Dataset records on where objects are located
——————

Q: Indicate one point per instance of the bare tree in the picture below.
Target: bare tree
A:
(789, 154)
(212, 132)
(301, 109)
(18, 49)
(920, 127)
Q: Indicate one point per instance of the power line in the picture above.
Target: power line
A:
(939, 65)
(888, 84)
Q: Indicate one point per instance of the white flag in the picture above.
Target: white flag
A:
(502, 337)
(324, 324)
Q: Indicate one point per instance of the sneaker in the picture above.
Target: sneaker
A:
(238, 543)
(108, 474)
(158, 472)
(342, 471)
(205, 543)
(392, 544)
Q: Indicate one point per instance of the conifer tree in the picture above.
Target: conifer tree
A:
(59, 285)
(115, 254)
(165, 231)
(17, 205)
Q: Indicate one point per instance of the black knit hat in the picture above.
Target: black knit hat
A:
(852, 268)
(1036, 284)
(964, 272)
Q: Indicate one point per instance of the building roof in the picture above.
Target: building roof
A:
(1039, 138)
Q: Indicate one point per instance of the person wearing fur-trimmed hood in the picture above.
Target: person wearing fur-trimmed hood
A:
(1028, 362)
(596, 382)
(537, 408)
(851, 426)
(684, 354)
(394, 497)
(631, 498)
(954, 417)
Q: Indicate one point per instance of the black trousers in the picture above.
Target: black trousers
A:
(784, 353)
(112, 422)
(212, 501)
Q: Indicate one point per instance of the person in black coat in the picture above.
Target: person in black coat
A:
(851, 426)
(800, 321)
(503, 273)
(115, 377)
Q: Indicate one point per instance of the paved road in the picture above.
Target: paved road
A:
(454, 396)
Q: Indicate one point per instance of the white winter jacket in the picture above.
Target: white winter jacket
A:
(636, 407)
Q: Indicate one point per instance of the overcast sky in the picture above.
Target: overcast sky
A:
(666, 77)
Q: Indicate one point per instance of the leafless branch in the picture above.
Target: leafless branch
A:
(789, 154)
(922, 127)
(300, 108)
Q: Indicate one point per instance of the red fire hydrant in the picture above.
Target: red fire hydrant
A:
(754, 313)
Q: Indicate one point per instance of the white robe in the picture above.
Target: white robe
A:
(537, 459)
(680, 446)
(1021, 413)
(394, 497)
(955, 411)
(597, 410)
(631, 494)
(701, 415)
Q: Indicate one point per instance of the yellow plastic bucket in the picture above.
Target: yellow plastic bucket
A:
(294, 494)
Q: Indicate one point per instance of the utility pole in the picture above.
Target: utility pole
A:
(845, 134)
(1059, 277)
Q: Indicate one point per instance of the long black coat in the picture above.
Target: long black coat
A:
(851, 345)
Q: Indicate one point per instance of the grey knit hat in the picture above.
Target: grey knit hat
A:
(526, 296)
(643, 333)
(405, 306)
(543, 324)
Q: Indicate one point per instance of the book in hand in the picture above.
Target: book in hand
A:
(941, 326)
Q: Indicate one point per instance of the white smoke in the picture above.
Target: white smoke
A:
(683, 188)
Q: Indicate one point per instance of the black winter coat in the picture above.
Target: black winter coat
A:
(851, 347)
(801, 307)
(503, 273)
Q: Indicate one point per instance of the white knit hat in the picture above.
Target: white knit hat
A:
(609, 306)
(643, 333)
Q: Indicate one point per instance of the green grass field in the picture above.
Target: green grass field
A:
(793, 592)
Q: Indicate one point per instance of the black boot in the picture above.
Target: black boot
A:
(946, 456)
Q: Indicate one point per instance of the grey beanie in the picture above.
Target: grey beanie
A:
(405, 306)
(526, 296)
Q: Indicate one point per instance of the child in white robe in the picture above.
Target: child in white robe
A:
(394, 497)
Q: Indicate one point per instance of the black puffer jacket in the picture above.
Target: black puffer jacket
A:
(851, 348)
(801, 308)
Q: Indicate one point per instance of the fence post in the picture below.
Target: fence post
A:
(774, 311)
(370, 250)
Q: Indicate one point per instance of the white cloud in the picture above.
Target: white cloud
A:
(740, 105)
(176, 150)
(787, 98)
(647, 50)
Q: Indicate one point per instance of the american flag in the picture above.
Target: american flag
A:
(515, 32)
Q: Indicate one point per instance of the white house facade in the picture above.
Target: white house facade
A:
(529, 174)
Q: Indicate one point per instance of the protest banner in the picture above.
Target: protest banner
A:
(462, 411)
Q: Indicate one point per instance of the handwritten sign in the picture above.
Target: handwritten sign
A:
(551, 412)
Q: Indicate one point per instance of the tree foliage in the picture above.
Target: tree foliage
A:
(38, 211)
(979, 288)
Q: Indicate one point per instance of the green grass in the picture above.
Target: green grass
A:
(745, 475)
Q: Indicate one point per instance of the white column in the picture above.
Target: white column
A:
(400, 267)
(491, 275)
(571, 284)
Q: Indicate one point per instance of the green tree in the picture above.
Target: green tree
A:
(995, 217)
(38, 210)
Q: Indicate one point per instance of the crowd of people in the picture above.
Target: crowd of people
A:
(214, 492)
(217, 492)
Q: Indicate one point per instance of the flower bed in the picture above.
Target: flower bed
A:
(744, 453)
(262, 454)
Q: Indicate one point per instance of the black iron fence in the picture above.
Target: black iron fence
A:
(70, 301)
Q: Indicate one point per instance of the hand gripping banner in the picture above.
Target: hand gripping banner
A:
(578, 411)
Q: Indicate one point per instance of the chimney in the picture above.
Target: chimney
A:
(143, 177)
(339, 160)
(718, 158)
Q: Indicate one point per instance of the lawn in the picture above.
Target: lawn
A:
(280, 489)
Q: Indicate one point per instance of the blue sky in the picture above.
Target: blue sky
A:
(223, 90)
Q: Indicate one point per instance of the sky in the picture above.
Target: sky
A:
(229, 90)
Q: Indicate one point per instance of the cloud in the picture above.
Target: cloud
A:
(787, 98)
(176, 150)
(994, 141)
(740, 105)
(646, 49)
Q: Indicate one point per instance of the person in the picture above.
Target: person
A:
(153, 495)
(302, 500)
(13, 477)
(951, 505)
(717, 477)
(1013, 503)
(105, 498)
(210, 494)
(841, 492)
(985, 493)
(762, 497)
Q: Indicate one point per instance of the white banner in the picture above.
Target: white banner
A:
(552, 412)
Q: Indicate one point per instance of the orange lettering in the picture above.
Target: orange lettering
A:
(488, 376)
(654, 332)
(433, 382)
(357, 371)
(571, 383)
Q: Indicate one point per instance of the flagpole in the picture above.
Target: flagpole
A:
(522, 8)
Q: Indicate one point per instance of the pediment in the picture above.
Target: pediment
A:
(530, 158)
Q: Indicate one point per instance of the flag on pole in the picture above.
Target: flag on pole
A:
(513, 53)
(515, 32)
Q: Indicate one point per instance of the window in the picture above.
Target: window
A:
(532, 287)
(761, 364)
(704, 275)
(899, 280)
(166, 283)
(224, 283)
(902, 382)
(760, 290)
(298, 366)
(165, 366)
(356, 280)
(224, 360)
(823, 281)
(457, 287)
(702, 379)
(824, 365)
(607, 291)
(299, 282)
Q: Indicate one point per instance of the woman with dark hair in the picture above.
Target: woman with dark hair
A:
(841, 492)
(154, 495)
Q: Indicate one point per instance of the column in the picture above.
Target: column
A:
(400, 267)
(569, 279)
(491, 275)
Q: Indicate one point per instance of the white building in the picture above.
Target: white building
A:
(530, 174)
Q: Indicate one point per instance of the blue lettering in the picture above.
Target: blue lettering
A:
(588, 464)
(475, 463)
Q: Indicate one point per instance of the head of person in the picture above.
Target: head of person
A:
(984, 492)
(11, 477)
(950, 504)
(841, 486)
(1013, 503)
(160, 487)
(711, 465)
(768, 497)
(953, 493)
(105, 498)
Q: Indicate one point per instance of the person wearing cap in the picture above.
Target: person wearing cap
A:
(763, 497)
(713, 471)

——————

● **INSTRUCTIONS TO FOLLOW**: Rewrite the lines above as a numbered list, skipping any blank lines.

● **TASK SOLUTION**:
1. Q: Indicate one point per instance of the bare tree in the picture below.
2. Target: bare tree
3. A:
4. (789, 154)
5. (212, 132)
6. (301, 109)
7. (18, 49)
8. (920, 127)
9. Q: Indicate one point per instance of the power line in the picture above.
10. Target: power line
11. A:
12. (939, 65)
13. (888, 84)
14. Q: Indicate one point per instance of the white flag in the picture above.
15. Target: white flag
16. A:
17. (502, 337)
18. (324, 324)
19. Q: Indicate one point per instance of the sneaker in the picture above.
20. Target: sneaker
21. A:
22. (238, 543)
23. (108, 474)
24. (158, 472)
25. (342, 471)
26. (205, 543)
27. (392, 544)
28. Q: Indicate one point per instance of the conifer tree in the picture above.
29. Target: conifer tree
30. A:
31. (59, 285)
32. (115, 254)
33. (165, 231)
34. (17, 205)
35. Q: Indicate one point per instance of the black knit hat in the picture above.
36. Target: black knit hat
37. A:
38. (852, 268)
39. (1036, 284)
40. (964, 272)
41. Q: Indicate one point per instance of the building roof in the picture above.
42. Target: building roof
43. A:
44. (1039, 138)
45. Q: Indicate one point per instance of the person wearing fur-trimmed hood in the picture above.
46. Target: person wearing fur-trimmed hood
47. A:
48. (1028, 362)
49. (596, 382)
50. (537, 408)
51. (851, 426)
52. (684, 354)
53. (394, 497)
54. (631, 498)
55. (954, 417)
56. Q: Indicate one point per instance of the black trousers in the picture above.
57. Target: black trousers
58. A:
59. (784, 353)
60. (112, 422)
61. (212, 501)
62. Q: Indicate one point per instance of the person in black coat in the picture above.
63. Target: person in black coat
64. A:
65. (851, 426)
66. (800, 321)
67. (503, 273)
68. (115, 377)
69. Q: Indicate one point per instance of the paved road in the picture above.
70. Target: paved road
71. A:
72. (454, 396)
73. Q: Indicate one point per instance of the white winter jacket in the picture above.
74. Target: white winter jacket
75. A:
76. (636, 407)
77. Q: Indicate one point per instance of the overcast sky in the picture above.
78. Target: overcast sky
79. A:
80. (666, 77)
81. Q: Indicate one point per instance of the leafless branch in the picture above.
82. Target: leafless branch
83. A:
84. (789, 154)
85. (922, 127)
86. (300, 108)
87. Q: Indicate one point per instance of the red fire hydrant in the picture above.
88. Target: red fire hydrant
89. A:
90. (754, 313)
91. Q: Indicate one point per instance of the white robe in the picture above.
92. Target: white robe
93. A:
94. (537, 459)
95. (680, 446)
96. (1021, 413)
97. (394, 497)
98. (955, 411)
99. (597, 410)
100. (631, 494)
101. (701, 415)
102. Q: Indicate one point per instance of the yellow plastic bucket in the picture above.
103. Target: yellow plastic bucket
104. A:
105. (294, 494)
106. Q: Indicate one point per instance of the utility pole in the picture above.
107. Target: utility pole
108. A:
109. (845, 134)
110. (1059, 277)
111. Q: Indicate one point per instance of the long black coat in the picture above.
112. Target: long black coat
113. A:
114. (851, 345)
115. Q: Indicate one point per instance of the grey knit hat in the picture above.
116. Target: grey knit hat
117. A:
118. (526, 296)
119. (643, 333)
120. (405, 306)
121. (543, 324)
122. Q: Indicate one point per instance of the book in hand in the picture above.
123. Target: book in hand
124. A:
125. (941, 326)
126. Q: Indicate one point per instance of the white smoke in the picture above.
127. Target: white smoke
128. A:
129. (683, 188)
130. Q: Indicate one point per instance of the black winter coat in the picture above.
131. Target: black winter coat
132. A:
133. (851, 347)
134. (801, 307)
135. (503, 273)
136. Q: Indicate one point per instance of the white knit hat in the picture above.
137. Target: white knit hat
138. A:
139. (609, 306)
140. (643, 333)
141. Q: Indicate one point per instance of the green grass field in the picture above.
142. Target: green grass field
143. A:
144. (793, 592)
145. Q: Indicate one point per instance of the black boot in the picture above.
146. Target: black boot
147. A:
148. (946, 456)
149. Q: Indicate one point per instance of the grey beanie in the picture above.
150. Target: grey beanie
151. A:
152. (405, 306)
153. (526, 296)
154. Q: Indicate one point per instance of the child in white robe in the picture above.
155. Target: child in white robe
156. A:
157. (394, 497)
158. Q: Indicate one point per instance of the black puffer jacket in the picture above.
159. Target: black puffer jacket
160. A:
161. (851, 348)
162. (801, 308)
163. Q: Indicate one point per instance of the fence post in the picture below.
164. Target: fence post
165. A:
166. (774, 311)
167. (370, 250)
168. Q: Indicate one point per instance of the white cloud in the picture above.
169. Target: white cloud
170. A:
171. (740, 105)
172. (176, 150)
173. (787, 98)
174. (647, 50)
175. Q: Indicate one point per instance of the american flag in the picture above.
176. Target: american flag
177. A:
178. (515, 32)
179. Q: Indicate one point per instance of the white house facade in the picture above.
180. Target: white house facade
181. A:
182. (529, 174)
183. Q: Indicate one point per instance of the protest banner in the picture above.
184. Target: protest banner
185. A:
186. (462, 411)
187. Q: Indicate one point per instance of the handwritten sign in the picture above.
188. Target: handwritten sign
189. A:
190. (551, 412)
191. Q: Indicate one point per instance of the tree foliage in the picture above.
192. Target: tree foliage
193. A:
194. (38, 211)
195. (979, 288)
196. Q: Indicate one point per instance of the green grass in the picture above.
197. Target: green grass
198. A:
199. (745, 475)
200. Q: Indicate one point per instance of the white column in the picture above.
201. Target: white column
202. A:
203. (400, 267)
204. (491, 275)
205. (571, 284)
206. Q: Indicate one point per instance of the green tree in the picture above.
207. Target: green tree
208. A:
209. (995, 217)
210. (38, 210)
211. Q: Indicate one point per instance of the crowd of people in the picture above.
212. Target: crowd of people
213. A:
214. (214, 492)
215. (217, 492)
216. Q: Indicate one point per instance of the flower bed in the picture above.
217. Target: flower bed
218. A:
219. (744, 453)
220. (262, 454)
221. Q: Indicate one point per instance of the black iron fence in the picture above.
222. Target: black iron fence
223. A:
224. (70, 301)
225. Q: Indicate one point per instance of the hand gripping banner in the picture above.
226. Target: hand gripping banner
227. A:
228. (578, 411)
229. Q: Indicate one point per instance of the chimney in the picture above.
230. Target: chimney
231. A:
232. (143, 177)
233. (339, 160)
234. (718, 158)
235. Q: Indicate one point per instance of the lawn in the picture above.
236. Target: lawn
237. A:
238. (280, 489)
239. Q: Indicate one point per instance of the blue sky in the picture above.
240. Target: blue sky
241. A:
242. (223, 90)
243. Q: Indicate one point per instance of the sky in the picture above.
244. Target: sky
245. A:
246. (229, 90)
247. Q: Indicate one point per instance of the cloud in the picture above.
248. Target: cloud
249. A:
250. (787, 98)
251. (176, 150)
252. (994, 141)
253. (740, 105)
254. (646, 49)
255. Q: Indicate one point per instance of the person in the picture above.
256. Target: person
257. A:
258. (153, 495)
259. (302, 500)
260. (13, 477)
261. (951, 505)
262. (717, 477)
263. (1013, 503)
264. (105, 498)
265. (210, 494)
266. (841, 492)
267. (985, 493)
268. (762, 497)
269. Q: Indicate one point per instance of the white banner in the picture above.
270. Target: white banner
271. A:
272. (552, 412)
273. Q: Indicate one point per instance of the orange lettering in the picture above.
274. Target: orange lettering
275. A:
276. (488, 376)
277. (654, 332)
278. (433, 382)
279. (357, 371)
280. (571, 383)
281. Q: Indicate one point per instance of the flagpole in the picture above.
282. Target: flagpole
283. A:
284. (522, 8)
285. Q: Indicate one point per instance of the pediment in the picture above.
286. Target: pediment
287. A:
288. (530, 158)
289. Q: Indicate one point per instance of the flag on pole in the picture above.
290. Target: flag on pole
291. A:
292. (513, 53)
293. (515, 32)
294. Q: Indicate one point per instance of the window in the picture above.
295. Target: window
296. A:
297. (532, 287)
298. (761, 364)
299. (704, 275)
300. (899, 280)
301. (166, 283)
302. (224, 283)
303. (902, 382)
304. (760, 290)
305. (298, 366)
306. (165, 366)
307. (356, 280)
308. (224, 360)
309. (823, 281)
310. (457, 287)
311. (702, 379)
312. (824, 365)
313. (607, 291)
314. (299, 282)
315. Q: Indicate one point per instance of the woman with dark hair in the picture above.
316. Target: woman with dark hair
317. A:
318. (841, 492)
319. (154, 495)
320. Q: Indicate one point per instance of the column in the picture above.
321. Target: column
322. A:
323. (400, 267)
324. (569, 279)
325. (491, 275)
326. Q: Indicate one point per instance of the white building in the picture above.
327. Target: white building
328. A:
329. (530, 174)
330. Q: Indicate one point per instance of the blue lettering in the picture above.
331. Target: blue lettering
332. A:
333. (588, 464)
334. (475, 463)
335. Q: Indicate one point per instance of the head of person in the picture above.
336. Target: head of person
337. A:
338. (984, 492)
339. (11, 477)
340. (950, 504)
341. (841, 486)
342. (1013, 503)
343. (160, 487)
344. (711, 465)
345. (768, 497)
346. (953, 493)
347. (105, 498)
348. Q: Indicate one point per instance of the person wearing cap in the picture above.
349. Target: person wearing cap
350. A:
351. (763, 497)
352. (713, 471)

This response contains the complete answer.